__WHAT THIS TASK INVOLVES__:
Locate every line in the records below that contains the word "boot" and copy each of those lines.

__Object position labeling entries__:
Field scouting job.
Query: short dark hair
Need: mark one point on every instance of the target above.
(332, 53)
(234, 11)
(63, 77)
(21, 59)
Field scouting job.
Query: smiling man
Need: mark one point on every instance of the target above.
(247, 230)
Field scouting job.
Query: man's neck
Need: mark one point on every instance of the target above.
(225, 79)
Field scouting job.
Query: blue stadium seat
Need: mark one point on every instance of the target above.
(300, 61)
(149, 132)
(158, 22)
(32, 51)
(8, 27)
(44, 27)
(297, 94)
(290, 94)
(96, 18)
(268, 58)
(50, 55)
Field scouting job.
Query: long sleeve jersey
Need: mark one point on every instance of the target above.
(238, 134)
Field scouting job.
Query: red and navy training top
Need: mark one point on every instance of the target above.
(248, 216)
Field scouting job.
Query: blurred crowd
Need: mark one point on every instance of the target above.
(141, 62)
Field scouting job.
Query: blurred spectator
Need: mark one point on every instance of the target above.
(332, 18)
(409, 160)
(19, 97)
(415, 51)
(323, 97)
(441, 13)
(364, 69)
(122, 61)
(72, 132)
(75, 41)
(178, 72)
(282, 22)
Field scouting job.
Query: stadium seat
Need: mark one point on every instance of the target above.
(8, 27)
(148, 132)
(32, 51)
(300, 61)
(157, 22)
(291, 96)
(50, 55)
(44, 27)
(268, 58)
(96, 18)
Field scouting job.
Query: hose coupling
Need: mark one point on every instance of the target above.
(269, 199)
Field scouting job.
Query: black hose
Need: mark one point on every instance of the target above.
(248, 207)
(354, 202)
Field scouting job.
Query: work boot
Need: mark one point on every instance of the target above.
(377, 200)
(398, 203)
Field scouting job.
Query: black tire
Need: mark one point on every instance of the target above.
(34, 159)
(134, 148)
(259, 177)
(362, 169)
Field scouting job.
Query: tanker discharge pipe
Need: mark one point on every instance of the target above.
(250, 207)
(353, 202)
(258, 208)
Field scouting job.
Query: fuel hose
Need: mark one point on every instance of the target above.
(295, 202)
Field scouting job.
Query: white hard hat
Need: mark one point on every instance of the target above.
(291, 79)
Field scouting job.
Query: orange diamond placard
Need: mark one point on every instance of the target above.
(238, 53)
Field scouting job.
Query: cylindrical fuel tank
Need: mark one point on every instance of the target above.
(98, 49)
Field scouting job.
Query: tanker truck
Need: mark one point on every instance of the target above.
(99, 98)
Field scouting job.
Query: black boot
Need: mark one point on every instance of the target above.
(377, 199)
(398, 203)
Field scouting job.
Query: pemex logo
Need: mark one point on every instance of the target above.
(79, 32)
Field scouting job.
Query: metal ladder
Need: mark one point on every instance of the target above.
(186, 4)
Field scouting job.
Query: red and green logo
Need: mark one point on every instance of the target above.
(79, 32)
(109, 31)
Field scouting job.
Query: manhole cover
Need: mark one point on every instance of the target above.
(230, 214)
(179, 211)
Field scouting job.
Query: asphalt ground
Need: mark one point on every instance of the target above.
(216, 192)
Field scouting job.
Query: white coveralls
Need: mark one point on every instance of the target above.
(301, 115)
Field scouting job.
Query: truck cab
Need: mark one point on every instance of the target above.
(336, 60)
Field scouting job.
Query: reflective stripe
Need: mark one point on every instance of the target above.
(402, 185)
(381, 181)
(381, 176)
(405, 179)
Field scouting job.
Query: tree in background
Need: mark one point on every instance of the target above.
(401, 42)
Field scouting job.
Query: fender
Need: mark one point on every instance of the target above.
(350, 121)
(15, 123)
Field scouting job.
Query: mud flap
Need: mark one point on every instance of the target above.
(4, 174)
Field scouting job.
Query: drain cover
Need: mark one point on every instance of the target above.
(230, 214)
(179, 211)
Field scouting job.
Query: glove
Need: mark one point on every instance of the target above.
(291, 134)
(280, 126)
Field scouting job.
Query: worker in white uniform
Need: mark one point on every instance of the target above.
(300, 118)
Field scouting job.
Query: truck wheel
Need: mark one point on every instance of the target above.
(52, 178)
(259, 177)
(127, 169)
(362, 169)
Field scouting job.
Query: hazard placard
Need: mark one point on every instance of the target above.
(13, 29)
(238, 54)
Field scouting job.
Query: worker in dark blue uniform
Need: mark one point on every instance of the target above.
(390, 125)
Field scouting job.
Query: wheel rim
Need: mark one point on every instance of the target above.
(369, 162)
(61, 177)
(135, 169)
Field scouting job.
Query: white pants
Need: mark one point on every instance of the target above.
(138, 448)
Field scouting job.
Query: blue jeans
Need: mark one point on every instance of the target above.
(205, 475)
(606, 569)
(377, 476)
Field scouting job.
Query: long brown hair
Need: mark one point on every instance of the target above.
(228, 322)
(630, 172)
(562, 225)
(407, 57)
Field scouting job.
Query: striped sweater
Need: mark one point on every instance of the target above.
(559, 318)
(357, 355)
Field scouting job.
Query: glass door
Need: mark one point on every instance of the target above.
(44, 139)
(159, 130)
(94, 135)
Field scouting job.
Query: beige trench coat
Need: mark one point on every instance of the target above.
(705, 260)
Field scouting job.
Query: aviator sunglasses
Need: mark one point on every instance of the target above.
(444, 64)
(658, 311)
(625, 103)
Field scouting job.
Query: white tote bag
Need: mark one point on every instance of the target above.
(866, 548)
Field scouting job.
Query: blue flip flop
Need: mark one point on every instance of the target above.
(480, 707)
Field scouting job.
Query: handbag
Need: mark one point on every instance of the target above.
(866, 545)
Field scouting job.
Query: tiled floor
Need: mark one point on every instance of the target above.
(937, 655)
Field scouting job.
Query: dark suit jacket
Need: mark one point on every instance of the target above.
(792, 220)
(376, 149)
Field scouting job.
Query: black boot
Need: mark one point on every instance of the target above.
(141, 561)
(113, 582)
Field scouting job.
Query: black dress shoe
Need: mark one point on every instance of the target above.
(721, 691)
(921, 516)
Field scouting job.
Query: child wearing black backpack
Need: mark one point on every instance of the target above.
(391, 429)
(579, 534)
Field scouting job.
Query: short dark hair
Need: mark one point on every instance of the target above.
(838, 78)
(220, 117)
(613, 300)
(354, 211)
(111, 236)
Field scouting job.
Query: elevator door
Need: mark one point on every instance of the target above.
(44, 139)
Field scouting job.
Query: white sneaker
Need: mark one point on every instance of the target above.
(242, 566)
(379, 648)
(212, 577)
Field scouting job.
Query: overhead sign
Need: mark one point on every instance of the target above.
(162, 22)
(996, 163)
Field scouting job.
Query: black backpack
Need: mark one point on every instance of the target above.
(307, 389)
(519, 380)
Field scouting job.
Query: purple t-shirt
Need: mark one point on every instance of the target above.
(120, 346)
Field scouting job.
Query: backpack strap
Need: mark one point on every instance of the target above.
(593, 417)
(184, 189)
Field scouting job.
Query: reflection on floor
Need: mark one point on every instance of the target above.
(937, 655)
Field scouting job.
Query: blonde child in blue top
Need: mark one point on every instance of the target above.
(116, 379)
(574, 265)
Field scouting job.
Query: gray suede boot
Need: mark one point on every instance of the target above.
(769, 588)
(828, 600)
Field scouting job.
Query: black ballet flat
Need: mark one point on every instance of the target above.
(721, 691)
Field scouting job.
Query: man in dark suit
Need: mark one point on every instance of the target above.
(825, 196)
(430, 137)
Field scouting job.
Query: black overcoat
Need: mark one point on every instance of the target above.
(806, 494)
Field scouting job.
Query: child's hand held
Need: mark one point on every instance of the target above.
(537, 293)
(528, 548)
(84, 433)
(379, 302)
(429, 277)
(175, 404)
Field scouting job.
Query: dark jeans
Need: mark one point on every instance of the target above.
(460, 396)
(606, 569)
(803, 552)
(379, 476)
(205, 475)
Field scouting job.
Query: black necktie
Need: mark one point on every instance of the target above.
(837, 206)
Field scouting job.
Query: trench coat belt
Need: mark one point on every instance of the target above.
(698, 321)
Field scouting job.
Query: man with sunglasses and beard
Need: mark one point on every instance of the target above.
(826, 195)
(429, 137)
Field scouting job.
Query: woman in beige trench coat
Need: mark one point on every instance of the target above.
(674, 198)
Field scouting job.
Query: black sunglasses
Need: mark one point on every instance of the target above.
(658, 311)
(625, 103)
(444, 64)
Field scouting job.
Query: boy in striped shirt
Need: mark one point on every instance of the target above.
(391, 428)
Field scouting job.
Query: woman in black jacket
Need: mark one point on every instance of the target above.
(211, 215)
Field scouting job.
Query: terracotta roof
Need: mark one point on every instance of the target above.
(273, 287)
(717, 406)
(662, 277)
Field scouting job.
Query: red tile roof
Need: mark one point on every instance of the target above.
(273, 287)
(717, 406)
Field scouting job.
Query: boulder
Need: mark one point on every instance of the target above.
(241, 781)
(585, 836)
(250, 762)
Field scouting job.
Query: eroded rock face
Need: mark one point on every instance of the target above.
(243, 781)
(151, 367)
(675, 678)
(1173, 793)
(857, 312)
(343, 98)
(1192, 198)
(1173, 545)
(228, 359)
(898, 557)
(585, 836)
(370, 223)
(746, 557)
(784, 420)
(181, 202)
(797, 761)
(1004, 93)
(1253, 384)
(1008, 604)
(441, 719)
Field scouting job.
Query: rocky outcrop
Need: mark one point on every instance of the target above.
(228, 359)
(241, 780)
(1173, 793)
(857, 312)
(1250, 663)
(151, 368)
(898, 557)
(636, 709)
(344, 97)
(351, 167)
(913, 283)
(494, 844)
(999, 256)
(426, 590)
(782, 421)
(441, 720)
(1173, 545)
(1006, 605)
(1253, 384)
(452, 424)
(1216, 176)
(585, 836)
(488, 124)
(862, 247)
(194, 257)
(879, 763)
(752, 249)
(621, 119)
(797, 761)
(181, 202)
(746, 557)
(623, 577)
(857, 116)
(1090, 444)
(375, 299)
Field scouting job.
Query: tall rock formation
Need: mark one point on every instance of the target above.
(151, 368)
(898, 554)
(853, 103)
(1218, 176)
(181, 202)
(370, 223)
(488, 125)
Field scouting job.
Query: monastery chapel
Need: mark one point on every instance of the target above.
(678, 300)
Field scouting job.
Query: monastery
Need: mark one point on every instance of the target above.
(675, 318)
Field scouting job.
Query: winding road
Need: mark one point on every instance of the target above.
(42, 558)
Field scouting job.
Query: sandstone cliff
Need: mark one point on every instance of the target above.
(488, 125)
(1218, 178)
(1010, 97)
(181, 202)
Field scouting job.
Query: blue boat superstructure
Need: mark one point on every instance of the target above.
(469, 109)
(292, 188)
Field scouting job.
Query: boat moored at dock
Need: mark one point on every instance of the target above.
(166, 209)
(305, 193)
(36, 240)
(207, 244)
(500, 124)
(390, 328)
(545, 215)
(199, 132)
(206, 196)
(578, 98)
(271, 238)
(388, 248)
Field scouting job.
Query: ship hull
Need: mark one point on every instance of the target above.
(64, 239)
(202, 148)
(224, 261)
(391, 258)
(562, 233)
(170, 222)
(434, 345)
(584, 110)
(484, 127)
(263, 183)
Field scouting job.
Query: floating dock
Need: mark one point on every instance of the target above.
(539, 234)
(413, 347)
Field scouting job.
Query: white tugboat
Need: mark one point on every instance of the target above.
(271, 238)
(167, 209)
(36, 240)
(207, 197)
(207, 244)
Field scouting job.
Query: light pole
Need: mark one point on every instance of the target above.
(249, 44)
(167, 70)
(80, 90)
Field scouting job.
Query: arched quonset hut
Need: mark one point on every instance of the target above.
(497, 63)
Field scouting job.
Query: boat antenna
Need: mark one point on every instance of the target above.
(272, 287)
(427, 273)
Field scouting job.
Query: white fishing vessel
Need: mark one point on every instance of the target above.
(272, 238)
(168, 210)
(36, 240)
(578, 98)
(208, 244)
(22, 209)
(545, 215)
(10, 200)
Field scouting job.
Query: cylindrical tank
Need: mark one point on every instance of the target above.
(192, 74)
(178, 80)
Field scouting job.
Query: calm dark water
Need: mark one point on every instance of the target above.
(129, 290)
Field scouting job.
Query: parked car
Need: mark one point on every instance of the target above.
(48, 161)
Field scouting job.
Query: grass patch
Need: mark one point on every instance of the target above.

__CORRECT RESPONSE__:
Query: work boot
Query: black boot
Query: black boot
Query: gray suede boot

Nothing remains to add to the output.